Tuesday, February 03, 2009

Geography Activity

Today Sandy was away for the morning so I covered a play ball with paper. The kids painted continents on pieces of paper. I painted the ball light blue. When the continents dried we glued to them to the ball. We learned that if the continents were crumpled first, they fit on the ball much better and looked much more realistic! We hung it from dental floss attached with a hot glue gun. Hung up in the dark bathroom and illuminated with a flashlight, it's a good way to illustrate continents and oceans.



It would be easy to make snowy areas with glue and sprinkles, put in lakes and rivers with markers, and start adding cities. Advanced activities would include:

* Drawing maps of each continent.
* Naming countries and cities.
* Measuring distances.
* Imagining populations.
* Adding islands.
* Studying moons (we made two).



video

Sunday, January 04, 2009

My Kids Made the Paper

It's always nice to see something positive about homeschoolers in your local newspaper; it's even more fun to see that those homeschoolers are your own children.

From The January 3, 2009 edition of the Rochester Post-Bulletin:

(click to enlarge)







Thursday, September 11, 2008

Our New Co-Op









Our inaugural session of Med-City Homeschoolers went off without a hitch. The other parents were fairly helpful, we started and ended on time, and the kids had big smiles on their faces when the day was done.

Although there were a tad more kids than we anticipated (do you know how hard it is to teach 14 preschoolers to share musical instruments???), I think it will be alright. The kids were all really nice to one another, and other than a tear shed here and there by a child who missed mom suddenly, everyone got along really well.

Today, we sang Pa's version of Yankee Doodle, talked about the author and illustrator and where the Ingalls family lived, and made our own butter.

It was a good day, and I can't wait for next week.

Thursday, April 10, 2008

TED Talk on the Educational System Killing Creativity

I watch a lot of TED videos and this one on creativity and education is excellent. Not so much a criticism of education perhaps as a criticism of people in general. I think that most homeschooling parents have in them, too, the sense that there are more important areas of intelligence, Math and Science and so forth, and it's simply not true. The trick is to not kill the creativity that is inately there and replace it with our own vision of educational importance.

The real question is, are parents and educators ready to allow kids to retain their innate creativity and curiosity while not knowing what a worldwide movement of that radical idea would bring about? Which children will be sacrificed on the alter of right-brain based education to maintain our world? Which children will be allowed to flourish creatively on their own?

Fascinating talk. Some excerpts:


Picasso once said this, he said that all children are born artists. The problem is to remain an artist as we grow up. I believe this passionately, that we don't grow into creativity, we grow out of it. Or rather we get educated out of it. So why is this?
··········
• _AIM 1_
Rewrite the rows, starting at the line that contains "You are given a photograph. Locate the blue" and continuing to the end of the rows, with both ends included. Multiply each point coordinate in the answers by 0.95 and round it to a whole number, rounding halves up. Leave the requests and their sample coordinates unchanged, and leave the pictures out.

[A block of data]
··········
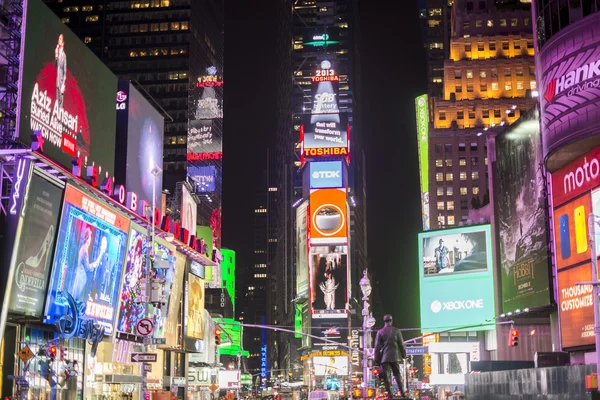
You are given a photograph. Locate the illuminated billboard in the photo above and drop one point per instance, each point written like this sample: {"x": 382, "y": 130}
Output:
{"x": 140, "y": 129}
{"x": 521, "y": 215}
{"x": 88, "y": 262}
{"x": 422, "y": 106}
{"x": 66, "y": 93}
{"x": 456, "y": 279}
{"x": 329, "y": 281}
{"x": 302, "y": 249}
{"x": 35, "y": 245}
{"x": 328, "y": 216}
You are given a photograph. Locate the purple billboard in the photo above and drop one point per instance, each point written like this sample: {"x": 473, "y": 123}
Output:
{"x": 569, "y": 91}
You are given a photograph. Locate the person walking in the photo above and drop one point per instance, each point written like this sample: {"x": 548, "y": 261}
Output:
{"x": 389, "y": 352}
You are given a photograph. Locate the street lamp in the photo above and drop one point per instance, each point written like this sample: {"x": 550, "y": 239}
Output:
{"x": 365, "y": 288}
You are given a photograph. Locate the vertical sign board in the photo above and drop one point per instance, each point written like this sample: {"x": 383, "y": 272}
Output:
{"x": 421, "y": 103}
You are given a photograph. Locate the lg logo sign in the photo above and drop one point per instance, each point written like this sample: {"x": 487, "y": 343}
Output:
{"x": 437, "y": 306}
{"x": 326, "y": 174}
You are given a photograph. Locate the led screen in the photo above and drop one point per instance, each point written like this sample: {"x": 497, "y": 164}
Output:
{"x": 66, "y": 92}
{"x": 456, "y": 279}
{"x": 89, "y": 257}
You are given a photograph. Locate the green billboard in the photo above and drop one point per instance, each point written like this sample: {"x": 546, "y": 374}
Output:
{"x": 456, "y": 279}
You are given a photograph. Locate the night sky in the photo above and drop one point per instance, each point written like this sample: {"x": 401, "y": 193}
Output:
{"x": 393, "y": 74}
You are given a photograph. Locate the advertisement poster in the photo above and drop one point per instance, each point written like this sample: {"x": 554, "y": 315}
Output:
{"x": 195, "y": 307}
{"x": 329, "y": 276}
{"x": 455, "y": 251}
{"x": 132, "y": 309}
{"x": 189, "y": 210}
{"x": 143, "y": 132}
{"x": 302, "y": 250}
{"x": 173, "y": 289}
{"x": 325, "y": 366}
{"x": 89, "y": 258}
{"x": 456, "y": 279}
{"x": 66, "y": 93}
{"x": 571, "y": 232}
{"x": 40, "y": 212}
{"x": 521, "y": 215}
{"x": 328, "y": 216}
{"x": 576, "y": 306}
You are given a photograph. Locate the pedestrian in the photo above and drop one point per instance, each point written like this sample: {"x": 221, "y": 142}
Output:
{"x": 389, "y": 352}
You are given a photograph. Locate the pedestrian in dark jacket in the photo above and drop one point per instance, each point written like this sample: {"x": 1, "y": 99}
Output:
{"x": 389, "y": 352}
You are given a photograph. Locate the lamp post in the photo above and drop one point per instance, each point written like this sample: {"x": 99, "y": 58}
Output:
{"x": 365, "y": 288}
{"x": 156, "y": 171}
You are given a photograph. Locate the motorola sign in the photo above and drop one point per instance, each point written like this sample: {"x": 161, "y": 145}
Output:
{"x": 326, "y": 174}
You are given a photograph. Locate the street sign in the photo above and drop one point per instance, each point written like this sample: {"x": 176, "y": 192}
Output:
{"x": 155, "y": 341}
{"x": 416, "y": 350}
{"x": 143, "y": 357}
{"x": 144, "y": 327}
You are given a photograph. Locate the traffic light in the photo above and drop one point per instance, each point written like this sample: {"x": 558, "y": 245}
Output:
{"x": 217, "y": 336}
{"x": 376, "y": 370}
{"x": 51, "y": 353}
{"x": 513, "y": 337}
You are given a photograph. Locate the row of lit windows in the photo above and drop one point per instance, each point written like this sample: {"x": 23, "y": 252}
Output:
{"x": 163, "y": 51}
{"x": 462, "y": 161}
{"x": 439, "y": 176}
{"x": 484, "y": 87}
{"x": 492, "y": 45}
{"x": 493, "y": 72}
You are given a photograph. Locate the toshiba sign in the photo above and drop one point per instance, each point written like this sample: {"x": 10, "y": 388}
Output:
{"x": 578, "y": 177}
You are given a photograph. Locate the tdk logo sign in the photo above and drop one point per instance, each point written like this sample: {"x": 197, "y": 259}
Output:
{"x": 326, "y": 174}
{"x": 437, "y": 306}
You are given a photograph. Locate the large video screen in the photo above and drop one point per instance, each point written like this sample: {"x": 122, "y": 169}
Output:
{"x": 456, "y": 279}
{"x": 329, "y": 281}
{"x": 66, "y": 92}
{"x": 89, "y": 258}
{"x": 33, "y": 254}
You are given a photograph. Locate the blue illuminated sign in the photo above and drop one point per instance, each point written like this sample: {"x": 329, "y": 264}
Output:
{"x": 326, "y": 174}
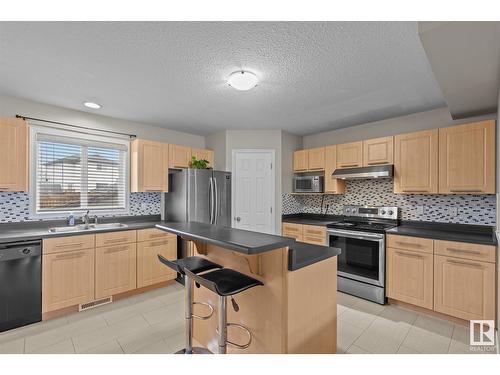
··········
• _AIM 2_
Answer these questions about the homeschool blog:
(a) What color was the play ball painted?
(b) What is the name of the new co-op?
(c) Which newspaper featured the children?

• _REPLY 1_
You are given a photograph. Locate the blue illuminated sign in the photo above and drop one point per instance, each point written like this sample: {"x": 329, "y": 264}
Output:
{"x": 310, "y": 165}

• _REPLY 2_
(a) Light blue
(b) Med-City Homeschoolers
(c) The Rochester Post-Bulletin